On Sunday 25 October 2009 13:08:12 Mick wrote:
> On Sunday 25 October 2009 10:43:41 Neil Bothwick wrote:
> > On Sun, 25 Oct 2009 11:11:28 +0100, Dave Jones wrote:
> 
> Back on topic I hope, it seems to me that KDE4 has made certain choices
>  which detract from the Gentoo way of being able to run lean and mean
>  should you choose to do so.  I am waiting to see if sqlite is going to
>  improve its code to be able to play with akonadi in KDE4.  I guess that
>  until then I will have to put up with the few seconds that akonadi tries
>  to start, searches and then fails to find mysql.

I doubt that will ever happen. Akonadi is designed with multi-user usage in 
mind, sqlite is built with embedded single-user usage in mind. Any attempt to 
use sqlite in Akondai will result in race-condition and blocker issues which 
can only be resolved by running akonadi in some single-user mode, or writing a 
proxy-style front end to sqlite.

Either way it seems like way too much effort for way too little return.

> Not sure if this is a signal of maturity, or if KDE is becoming as bloated
>  as Gnome was considered to be a couple of years ago (for the most
>  belligerent on this list pls don't take this as an opportunity to restart
>  another ancient flamewar, I'm just making a cursory observation).
 
"maturity" and "bloat" are often conflated and confused.
• • • • •
• _SHORT PROBLEM 1_:
From the Akonadi message, copy the passage starting with "Either way it" and going on through "conflated and confused.".
• _SHORT PROBLEM 2_:
Summarize the Akonadi message in two sentences.

• _PROVIDED DATA_:
• • • • •
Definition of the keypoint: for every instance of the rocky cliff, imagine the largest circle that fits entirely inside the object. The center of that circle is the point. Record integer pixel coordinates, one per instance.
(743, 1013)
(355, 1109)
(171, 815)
• • • • •
• _EXERCISE SOLUTION 1_:
Either way it seems like way too much effort for way too little return.

> Not sure if this is a signal of maturity, or if KDE is becoming as bloated
>  as Gnome was considered to be a couple of years ago (for the most
>  belligerent on this list pls don't take this as an opportunity to restart
>  another ancient flamewar, I'm just making a cursory observation).
 
"maturity" and "bloat" are often conflated and confused.

• _EXERCISE SOLUTION 2_:
The reply doubts that sqlite will ever work with Akonadi: Akonadi is designed for multi-user use and sqlite for embedded single-user use, so any attempt would cause race-condition and blocker issues that seem like too much effort for too little return. It also answers the quoted question of whether KDE is maturing or becoming bloated by noting that "maturity" and "bloat" are often conflated and confused.